This report uses the EY General Equilibrium Model of the US Economy to examine the impact of the increase in the top tax rates in the long-run. While a recent Congressional Budget Office (CBO) report examined the near-term effects of all of the federal government fiscal policies under scrutiny at the end of 2012 and found them to be of sufficient size to push the economy into recession at the beginning of 2013, this report focuses on the long-run effects of the increase in the top tax rates. This report examines four sets of provisions that will increase the top tax rates:
•The increase in the top two tax rates from 33% to 36% and 35% to 39.6%.
•The reinstatement of the limitation on itemized deductions for high-income taxpayers (the “Pease” provision).
•The taxation of dividends as ordinary income and at a top income tax rate of 39.6% and increase in the top tax rate applied to capital gains to 20%.
•The increase in the 2.9% Medicare tax to 3.8% for high-income taxpayers and the application of the new 3.8 percent tax on investment income including flow-through business income, interest, dividends and capital gains.
This report finds that these higher marginal tax rates result in a smaller economy, fewer jobs, less investment, and lower wages. Specifically, this report finds that the higher tax rates will have significant adverse economic effects in the long-run: lowering output, employment, investment, the capital stock, and real after-tax wages when the resulting revenue is used to finance additional government spending.
Long-run macroeconomic impact of increasing tax rates on high-income taxpayers in 2013
Through lower after-tax rewards to work, the higher tax rates on wages reduce work effort and labour force participation. The higher tax rates on capital gains and dividend increase the cost of equity capital, which discourages savings and reduces investment. Capital investment falls, which reduces labour productivity and means lower output and living standards in the long-run.
•Output in the long-run would fall by 1.3%, or $200 billion, in today’s economy.
•Employment in the long-run would fall by 0.5% or, roughly 710,000 fewer jobs, in today’s economy.
•Capital stock and investment in the long-run would fall by 1.4% and 2.4%, respectively.

[Work task]
For each statement, answer yes or no to whether it agrees with the tax report, and quote the words from the report that decide it.
1. The top tax rate on capital gains goes up to 20%.
2. The report mainly looks at the short-term effects of the higher top tax rates.
3. In the long run, output would fall by 2.4%.

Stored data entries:
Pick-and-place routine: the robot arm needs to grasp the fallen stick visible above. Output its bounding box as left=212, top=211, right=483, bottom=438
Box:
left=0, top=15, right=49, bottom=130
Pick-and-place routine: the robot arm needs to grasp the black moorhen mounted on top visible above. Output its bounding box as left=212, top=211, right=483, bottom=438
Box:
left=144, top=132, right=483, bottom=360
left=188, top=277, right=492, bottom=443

[Reply to the exercise]
1. Yes: "increase in the top tax rate applied to capital gains to 20%"
2. No: "this report focuses on the long-run effects of the increase in the top tax rates"
3. No: "Output in the long-run would fall by 1.3%, or $200 billion, in today’s economy."